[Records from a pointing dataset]
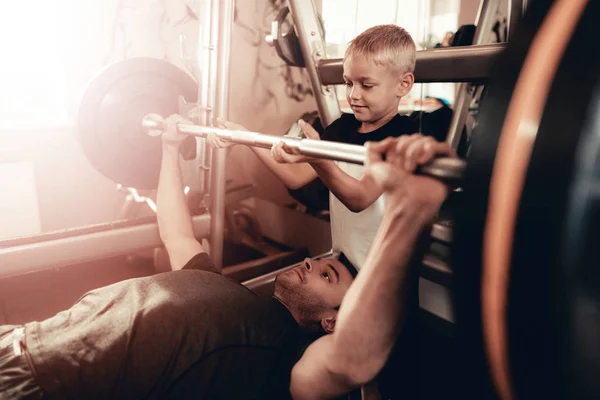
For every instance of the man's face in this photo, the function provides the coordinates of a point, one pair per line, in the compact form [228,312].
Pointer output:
[314,289]
[373,91]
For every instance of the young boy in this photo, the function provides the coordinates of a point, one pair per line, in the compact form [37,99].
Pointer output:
[378,72]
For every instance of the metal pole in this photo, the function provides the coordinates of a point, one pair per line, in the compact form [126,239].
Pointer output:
[515,13]
[484,23]
[441,168]
[312,45]
[223,15]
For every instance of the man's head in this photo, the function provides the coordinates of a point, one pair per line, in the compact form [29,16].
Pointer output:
[378,71]
[314,291]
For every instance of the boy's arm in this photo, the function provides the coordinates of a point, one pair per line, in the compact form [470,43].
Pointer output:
[174,220]
[293,176]
[355,194]
[371,313]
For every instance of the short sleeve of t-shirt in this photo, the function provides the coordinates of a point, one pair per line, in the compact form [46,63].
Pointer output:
[203,262]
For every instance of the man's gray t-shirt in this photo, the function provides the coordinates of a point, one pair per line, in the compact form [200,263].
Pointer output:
[181,334]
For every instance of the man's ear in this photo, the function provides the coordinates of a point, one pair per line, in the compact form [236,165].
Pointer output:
[328,323]
[405,84]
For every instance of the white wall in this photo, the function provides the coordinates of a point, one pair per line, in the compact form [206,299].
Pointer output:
[93,34]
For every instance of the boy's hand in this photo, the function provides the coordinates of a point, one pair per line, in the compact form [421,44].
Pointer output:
[171,137]
[284,154]
[214,141]
[392,163]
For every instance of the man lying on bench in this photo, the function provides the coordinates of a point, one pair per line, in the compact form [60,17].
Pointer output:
[193,333]
[372,311]
[190,333]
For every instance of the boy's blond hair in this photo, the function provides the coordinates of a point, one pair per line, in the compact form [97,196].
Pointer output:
[387,45]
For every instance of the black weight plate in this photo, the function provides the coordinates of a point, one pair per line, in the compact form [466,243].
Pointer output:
[111,112]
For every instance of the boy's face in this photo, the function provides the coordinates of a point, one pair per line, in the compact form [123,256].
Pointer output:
[374,91]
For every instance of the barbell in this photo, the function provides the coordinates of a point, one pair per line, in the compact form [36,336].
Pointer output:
[539,326]
[446,169]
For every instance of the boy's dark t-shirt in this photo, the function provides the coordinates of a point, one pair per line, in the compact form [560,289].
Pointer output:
[400,377]
[182,334]
[345,130]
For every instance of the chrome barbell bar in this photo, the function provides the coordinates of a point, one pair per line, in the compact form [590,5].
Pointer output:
[446,169]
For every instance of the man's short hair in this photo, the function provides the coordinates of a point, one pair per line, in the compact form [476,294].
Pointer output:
[344,260]
[388,45]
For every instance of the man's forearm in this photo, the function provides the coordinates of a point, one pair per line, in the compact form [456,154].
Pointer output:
[174,219]
[355,194]
[293,176]
[377,297]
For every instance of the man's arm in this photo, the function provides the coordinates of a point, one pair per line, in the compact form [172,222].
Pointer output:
[371,313]
[174,219]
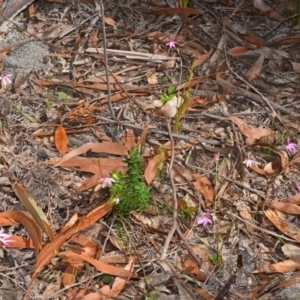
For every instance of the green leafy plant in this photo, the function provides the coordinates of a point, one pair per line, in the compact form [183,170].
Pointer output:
[129,189]
[171,93]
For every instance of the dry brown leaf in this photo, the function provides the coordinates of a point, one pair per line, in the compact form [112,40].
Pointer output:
[104,147]
[296,66]
[61,141]
[144,134]
[252,39]
[19,217]
[256,68]
[31,206]
[287,207]
[109,21]
[153,165]
[237,51]
[51,249]
[181,174]
[278,219]
[248,131]
[176,10]
[201,59]
[291,251]
[118,285]
[152,78]
[285,266]
[267,10]
[99,265]
[203,185]
[129,139]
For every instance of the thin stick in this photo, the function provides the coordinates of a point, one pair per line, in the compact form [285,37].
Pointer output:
[175,202]
[106,60]
[151,130]
[259,228]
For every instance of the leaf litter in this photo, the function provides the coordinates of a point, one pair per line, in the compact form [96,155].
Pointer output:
[230,160]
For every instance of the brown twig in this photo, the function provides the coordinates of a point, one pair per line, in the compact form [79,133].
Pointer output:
[257,98]
[175,202]
[106,61]
[151,130]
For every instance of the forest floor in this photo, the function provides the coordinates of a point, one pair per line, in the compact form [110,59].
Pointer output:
[196,107]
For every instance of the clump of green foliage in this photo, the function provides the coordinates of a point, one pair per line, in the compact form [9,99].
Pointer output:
[130,189]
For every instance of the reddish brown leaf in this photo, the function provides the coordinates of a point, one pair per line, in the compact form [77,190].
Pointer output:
[18,217]
[61,141]
[99,265]
[252,39]
[287,207]
[279,220]
[285,266]
[256,68]
[104,147]
[153,165]
[32,207]
[129,139]
[51,249]
[203,185]
[254,133]
[236,51]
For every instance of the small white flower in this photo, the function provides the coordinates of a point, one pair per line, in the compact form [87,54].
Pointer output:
[4,238]
[6,79]
[171,44]
[249,162]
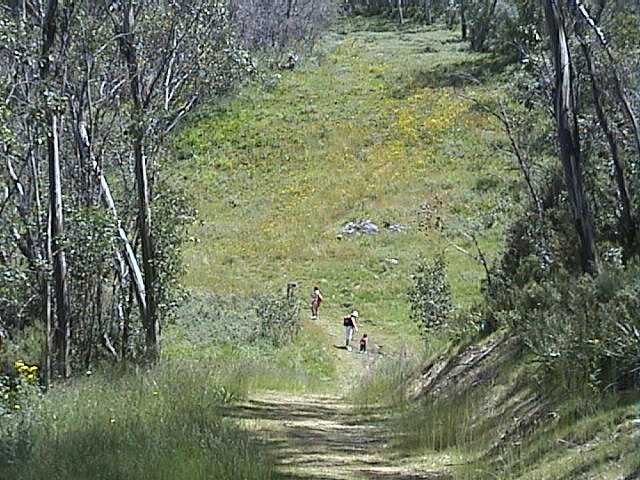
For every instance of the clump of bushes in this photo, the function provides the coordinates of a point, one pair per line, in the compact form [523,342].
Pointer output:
[430,295]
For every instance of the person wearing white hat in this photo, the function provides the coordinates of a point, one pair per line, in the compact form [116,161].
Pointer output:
[350,326]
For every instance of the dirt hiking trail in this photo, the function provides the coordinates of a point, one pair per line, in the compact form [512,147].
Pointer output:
[318,437]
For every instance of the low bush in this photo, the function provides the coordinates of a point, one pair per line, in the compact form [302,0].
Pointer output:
[430,295]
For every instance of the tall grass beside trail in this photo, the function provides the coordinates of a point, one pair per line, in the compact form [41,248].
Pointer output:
[386,381]
[162,424]
[271,352]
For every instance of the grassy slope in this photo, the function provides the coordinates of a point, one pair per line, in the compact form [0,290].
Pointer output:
[376,130]
[361,134]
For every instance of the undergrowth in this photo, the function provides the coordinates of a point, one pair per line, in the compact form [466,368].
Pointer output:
[166,423]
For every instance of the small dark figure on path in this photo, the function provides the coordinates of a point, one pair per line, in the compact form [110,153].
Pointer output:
[364,343]
[316,300]
[350,326]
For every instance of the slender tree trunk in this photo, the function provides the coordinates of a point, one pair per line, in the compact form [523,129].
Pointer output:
[428,11]
[613,70]
[568,135]
[463,20]
[63,327]
[627,226]
[127,43]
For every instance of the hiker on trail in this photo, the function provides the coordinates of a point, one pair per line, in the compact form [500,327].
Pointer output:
[316,300]
[350,325]
[364,343]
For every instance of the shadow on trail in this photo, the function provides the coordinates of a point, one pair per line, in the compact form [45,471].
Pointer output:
[321,438]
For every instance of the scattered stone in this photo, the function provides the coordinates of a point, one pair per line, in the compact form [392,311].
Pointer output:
[395,227]
[368,227]
[360,227]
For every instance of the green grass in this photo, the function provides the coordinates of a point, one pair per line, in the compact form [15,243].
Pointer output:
[166,423]
[278,171]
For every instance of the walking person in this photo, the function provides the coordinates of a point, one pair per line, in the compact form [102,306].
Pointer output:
[364,343]
[316,300]
[350,325]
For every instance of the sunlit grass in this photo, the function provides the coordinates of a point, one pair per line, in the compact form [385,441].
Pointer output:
[280,170]
[166,423]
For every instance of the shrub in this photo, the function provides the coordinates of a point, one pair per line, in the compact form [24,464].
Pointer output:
[430,295]
[582,329]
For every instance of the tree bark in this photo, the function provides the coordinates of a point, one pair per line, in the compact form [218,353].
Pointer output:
[568,135]
[62,335]
[463,20]
[63,326]
[627,227]
[128,49]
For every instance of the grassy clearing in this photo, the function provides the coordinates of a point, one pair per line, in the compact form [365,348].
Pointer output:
[163,424]
[279,170]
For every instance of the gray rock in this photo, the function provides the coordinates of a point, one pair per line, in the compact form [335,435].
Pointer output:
[360,227]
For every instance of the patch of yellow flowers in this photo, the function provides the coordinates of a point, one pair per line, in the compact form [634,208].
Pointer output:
[27,372]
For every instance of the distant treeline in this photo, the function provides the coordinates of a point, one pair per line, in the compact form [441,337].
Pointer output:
[90,222]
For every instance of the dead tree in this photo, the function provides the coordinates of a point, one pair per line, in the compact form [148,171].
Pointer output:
[568,135]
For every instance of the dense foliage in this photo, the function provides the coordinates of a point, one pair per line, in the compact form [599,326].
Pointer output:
[90,222]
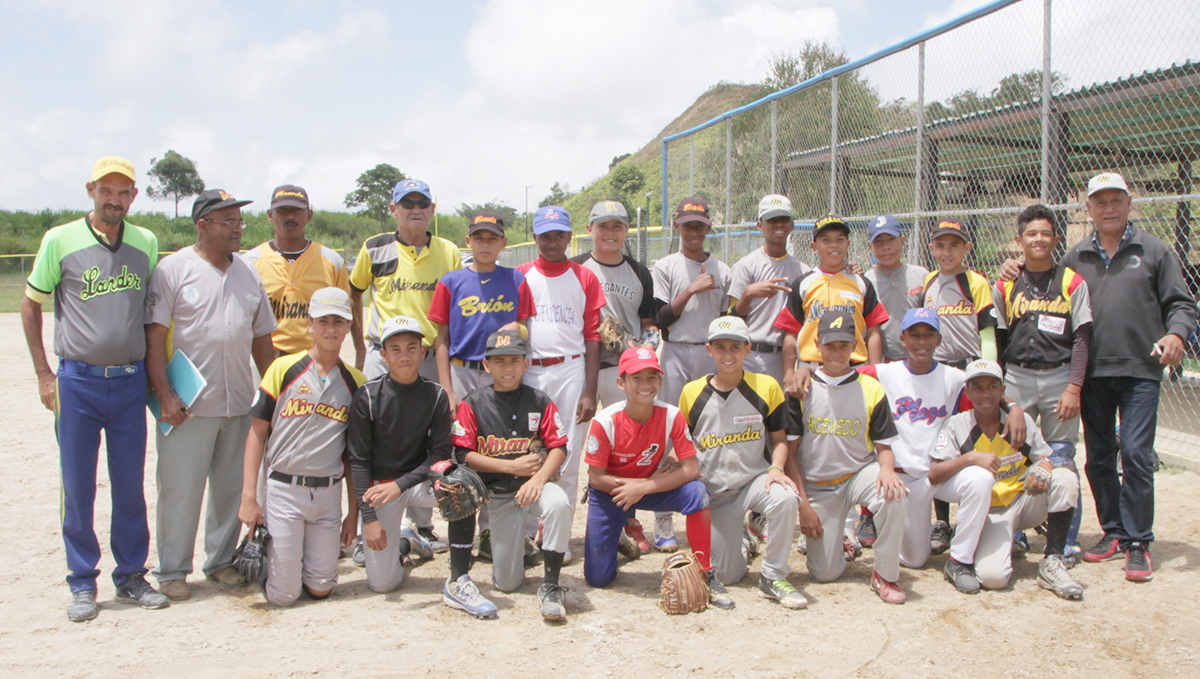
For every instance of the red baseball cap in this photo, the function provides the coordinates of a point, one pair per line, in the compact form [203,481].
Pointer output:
[637,359]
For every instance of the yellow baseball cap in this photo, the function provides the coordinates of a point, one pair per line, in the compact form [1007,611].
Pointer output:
[111,164]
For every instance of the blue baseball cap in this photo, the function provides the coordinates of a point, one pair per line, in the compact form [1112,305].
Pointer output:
[406,186]
[551,218]
[882,224]
[917,316]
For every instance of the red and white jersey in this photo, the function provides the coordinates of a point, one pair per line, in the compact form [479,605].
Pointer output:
[569,299]
[629,449]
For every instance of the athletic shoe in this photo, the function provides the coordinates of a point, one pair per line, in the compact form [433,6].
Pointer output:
[627,546]
[865,527]
[83,606]
[1053,575]
[485,546]
[718,595]
[784,593]
[360,557]
[463,595]
[634,528]
[850,546]
[664,534]
[418,545]
[940,538]
[137,590]
[1107,550]
[439,545]
[1138,565]
[552,599]
[961,576]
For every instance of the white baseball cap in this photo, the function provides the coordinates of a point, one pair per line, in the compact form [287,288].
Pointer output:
[397,324]
[1104,181]
[774,205]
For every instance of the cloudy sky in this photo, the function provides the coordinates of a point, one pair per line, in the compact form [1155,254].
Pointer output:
[480,98]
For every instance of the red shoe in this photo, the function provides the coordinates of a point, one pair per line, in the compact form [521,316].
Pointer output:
[634,529]
[889,592]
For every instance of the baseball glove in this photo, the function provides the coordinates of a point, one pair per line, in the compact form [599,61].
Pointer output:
[250,559]
[684,589]
[539,448]
[613,335]
[459,490]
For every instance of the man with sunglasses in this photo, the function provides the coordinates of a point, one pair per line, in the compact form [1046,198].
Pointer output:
[211,306]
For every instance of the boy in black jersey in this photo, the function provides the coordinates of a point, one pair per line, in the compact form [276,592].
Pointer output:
[492,434]
[400,426]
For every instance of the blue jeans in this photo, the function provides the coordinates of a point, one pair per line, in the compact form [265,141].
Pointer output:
[1125,506]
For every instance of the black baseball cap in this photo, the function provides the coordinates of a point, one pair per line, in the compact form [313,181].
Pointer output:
[505,343]
[214,199]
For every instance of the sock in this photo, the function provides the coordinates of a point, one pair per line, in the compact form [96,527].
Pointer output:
[461,535]
[1057,526]
[942,509]
[700,536]
[551,562]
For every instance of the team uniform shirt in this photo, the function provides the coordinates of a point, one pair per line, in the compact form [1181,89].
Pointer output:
[477,305]
[214,317]
[964,307]
[672,275]
[731,430]
[761,266]
[819,292]
[502,425]
[99,288]
[921,406]
[628,449]
[961,434]
[628,293]
[900,290]
[568,299]
[291,283]
[839,422]
[1041,313]
[402,280]
[309,415]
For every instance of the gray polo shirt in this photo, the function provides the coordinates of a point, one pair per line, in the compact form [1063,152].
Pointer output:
[214,317]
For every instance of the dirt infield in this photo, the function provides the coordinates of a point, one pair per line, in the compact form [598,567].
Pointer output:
[1119,630]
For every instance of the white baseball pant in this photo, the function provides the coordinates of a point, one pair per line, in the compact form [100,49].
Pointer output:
[306,529]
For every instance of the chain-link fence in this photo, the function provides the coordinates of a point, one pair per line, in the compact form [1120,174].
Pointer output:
[1014,103]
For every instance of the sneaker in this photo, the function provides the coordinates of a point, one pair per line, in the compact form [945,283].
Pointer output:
[889,592]
[83,606]
[552,599]
[784,593]
[634,528]
[137,590]
[664,534]
[940,538]
[439,545]
[1053,575]
[463,595]
[627,546]
[865,528]
[961,576]
[850,546]
[418,546]
[175,589]
[718,595]
[1138,566]
[485,546]
[1107,550]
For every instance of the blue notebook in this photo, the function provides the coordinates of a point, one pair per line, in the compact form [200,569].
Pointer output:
[185,380]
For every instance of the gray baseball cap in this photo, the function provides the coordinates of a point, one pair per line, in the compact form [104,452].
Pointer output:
[606,210]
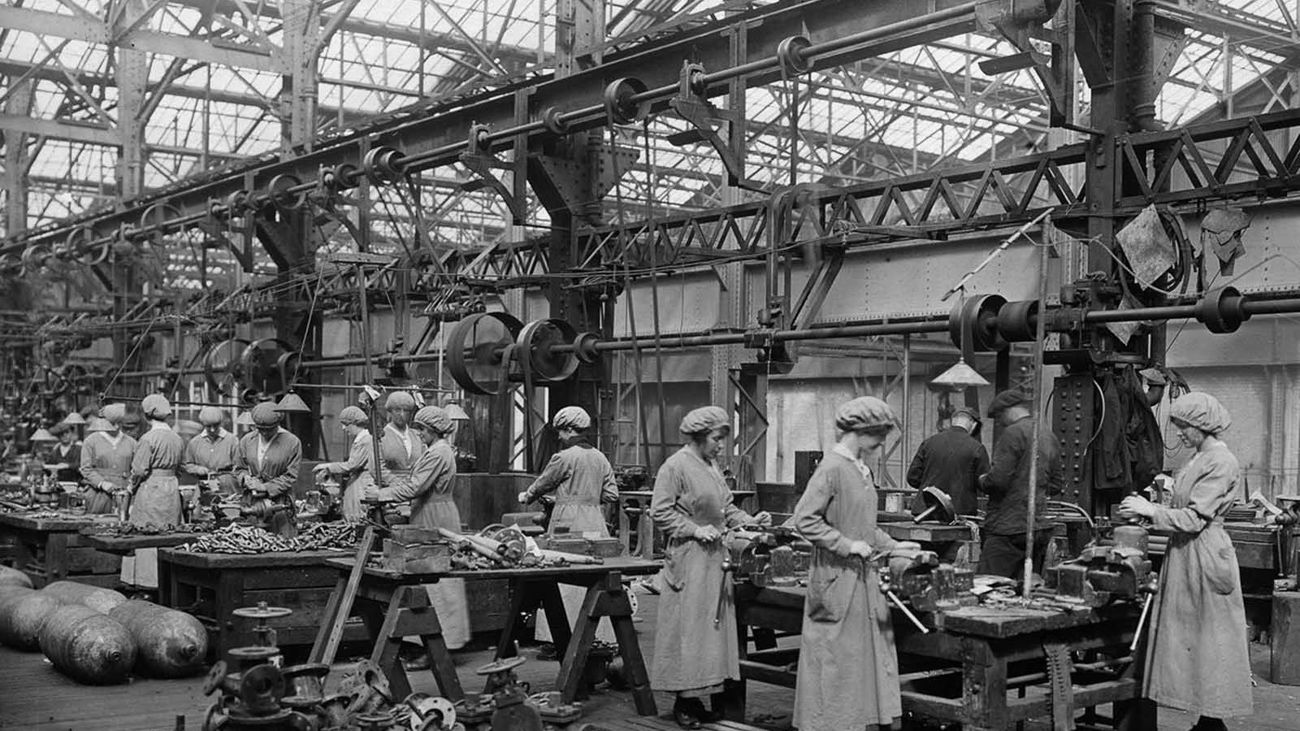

◆ The request
Return every line of the records above that contains the string "clump".

◆ Answer for this exercise
For every instance of the clump of green foliage in this photo, the function provides the coordinates of a point, one pair per line, in the compact form [9,99].
For every instance of the clump of bushes in this photo, the function provides the coordinates of a point, one pair per line, in the compact form [523,342].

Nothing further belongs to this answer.